Problem details:
Copy each of the records below word for word.

----------

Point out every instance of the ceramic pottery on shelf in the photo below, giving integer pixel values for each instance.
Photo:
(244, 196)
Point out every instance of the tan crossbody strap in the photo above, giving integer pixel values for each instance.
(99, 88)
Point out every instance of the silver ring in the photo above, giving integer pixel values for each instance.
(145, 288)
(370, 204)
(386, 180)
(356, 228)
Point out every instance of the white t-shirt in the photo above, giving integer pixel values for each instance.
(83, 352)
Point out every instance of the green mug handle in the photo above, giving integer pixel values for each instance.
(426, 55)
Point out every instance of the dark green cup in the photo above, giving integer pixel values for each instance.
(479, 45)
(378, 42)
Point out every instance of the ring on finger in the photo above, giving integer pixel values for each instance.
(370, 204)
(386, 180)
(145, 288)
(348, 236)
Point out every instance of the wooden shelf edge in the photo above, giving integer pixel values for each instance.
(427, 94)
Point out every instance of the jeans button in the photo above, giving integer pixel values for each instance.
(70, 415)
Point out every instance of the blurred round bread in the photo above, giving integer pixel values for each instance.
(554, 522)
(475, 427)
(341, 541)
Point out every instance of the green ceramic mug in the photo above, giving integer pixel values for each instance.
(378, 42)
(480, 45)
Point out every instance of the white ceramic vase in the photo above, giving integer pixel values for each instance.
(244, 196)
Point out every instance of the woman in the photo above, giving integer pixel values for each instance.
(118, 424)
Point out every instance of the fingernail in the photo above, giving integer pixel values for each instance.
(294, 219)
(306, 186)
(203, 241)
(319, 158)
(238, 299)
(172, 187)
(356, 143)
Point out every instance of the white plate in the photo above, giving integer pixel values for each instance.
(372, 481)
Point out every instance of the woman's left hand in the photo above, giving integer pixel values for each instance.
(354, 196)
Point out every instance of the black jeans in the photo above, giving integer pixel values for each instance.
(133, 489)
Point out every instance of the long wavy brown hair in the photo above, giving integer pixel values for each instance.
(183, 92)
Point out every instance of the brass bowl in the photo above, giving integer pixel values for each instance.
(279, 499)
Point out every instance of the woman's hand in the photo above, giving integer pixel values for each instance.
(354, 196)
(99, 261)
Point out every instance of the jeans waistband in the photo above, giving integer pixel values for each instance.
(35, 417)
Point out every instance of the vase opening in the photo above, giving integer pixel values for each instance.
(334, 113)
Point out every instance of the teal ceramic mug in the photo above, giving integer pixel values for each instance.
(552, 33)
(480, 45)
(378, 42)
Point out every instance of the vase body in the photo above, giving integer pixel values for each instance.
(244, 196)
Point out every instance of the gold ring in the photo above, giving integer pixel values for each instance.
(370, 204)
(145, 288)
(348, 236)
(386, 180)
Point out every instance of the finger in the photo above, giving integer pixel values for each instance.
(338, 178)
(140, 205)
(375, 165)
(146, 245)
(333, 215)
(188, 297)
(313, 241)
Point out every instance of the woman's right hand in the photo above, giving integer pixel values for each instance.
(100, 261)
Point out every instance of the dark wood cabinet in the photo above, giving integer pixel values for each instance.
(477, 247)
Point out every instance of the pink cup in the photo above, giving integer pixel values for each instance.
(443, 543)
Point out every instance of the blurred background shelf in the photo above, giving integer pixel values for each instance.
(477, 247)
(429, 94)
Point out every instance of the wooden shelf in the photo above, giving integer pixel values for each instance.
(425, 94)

----------

Full response:
Point out every instance of the ceramic pottery on shelf in the photo below, giving integer pixel values for each instance.
Photo:
(244, 196)
Point out every instance of the tan crossbody strap in the photo above, giving integer pixel values for each instance.
(99, 88)
Point out every instance of the silver ring in the photo above, giving integer pixel values for each instance.
(145, 288)
(370, 204)
(386, 180)
(356, 228)
Point out every instance of the white t-shirt in the photo above, giving integer pixel values for each instance.
(83, 352)
Point out every instance of the green mug handle in the photo above, giving integer pixel values for each instance.
(426, 55)
Point out every instance of the dark green cup in the photo above, giving integer pixel values for each instance.
(479, 45)
(378, 42)
Point out every instance of the ring on finger in the photo above, giving integer pixel values for each instance.
(370, 204)
(386, 180)
(145, 288)
(348, 236)
Point out every instance of the wooden shelf edge in the photo above, giving integer pixel values for each instance.
(427, 94)
Point out every instance of the jeans button in the photo above, giving integer pixel values for each instance.
(70, 415)
Point out every instance of the blurred round bread in the photo above, giving integer pixel values for each instance.
(554, 522)
(475, 427)
(341, 541)
Point out every instance of the green ceramic mug in the photo above, giving integer pixel values for each instance.
(378, 42)
(480, 45)
Point out every instance of the white ceramic vase in the photo above, giving integer pixel values for each instance.
(244, 196)
Point out every instance of the woman in the photo above, giving integer pixel values for each instance.
(118, 424)
Point out every instance of the fingernail in the photo above, giving integer pixel values for each instance.
(294, 219)
(306, 186)
(203, 241)
(319, 158)
(238, 299)
(172, 187)
(356, 143)
Point out every instance of the white plate in the photo above, giving integer pixel values for each instance.
(372, 481)
Point out every instance of the woman's left hand in the photo above, giving integer pixel values for each instance.
(354, 196)
Point out every instance of the black jeans in the photo above, giving integer pixel values for each instance.
(133, 489)
Point out every instance of the long wavy brown hair in the photo above, giving integer pixel values for each instance.
(183, 92)
Point out every instance of the brass bowl in the photo above, giving integer pixel values for each instance.
(279, 499)
Point out every instance of the woman's hand in the photo above, giving integer pixel values for each instance.
(354, 196)
(99, 261)
Point out every instance of the jeans waistband in the photo above, giving integer pixel values for each instance.
(35, 417)
Point out every instance of the vase opening in the photo above, giving integer pixel values for each instance.
(334, 113)
Point out every instance of the teal ceramic mug in the photo above, giving integer pixel values for each instance.
(552, 33)
(480, 45)
(378, 42)
Point out every instance of the vase body in the photo above, giving integer pixel values for each instance.
(244, 196)
Point out every instance of the gold ring in the photo above, giving integer pixel values for each instance.
(370, 204)
(145, 288)
(348, 236)
(386, 180)
Point out every instance of the finger in the photo above, giving integer pixel values for each instance.
(338, 178)
(140, 205)
(375, 165)
(146, 245)
(333, 215)
(188, 297)
(313, 241)
Point out every instance of the woman's right hand in the photo above, giving integer pixel values for each instance.
(100, 261)
Point out every instance of the dark wood cabinet in the photo above, giving integer pixel values for each instance.
(477, 247)
Point out every instance of the pink cup in the photo above, giving integer pixel values for each instance.
(443, 543)
Point out every instance of the blurred background shelf in the photo above, giving integer pixel values for each instance.
(477, 247)
(429, 94)
Point out every instance of the wooden shelf in the photo above, giving integer pixel values for each instance.
(425, 94)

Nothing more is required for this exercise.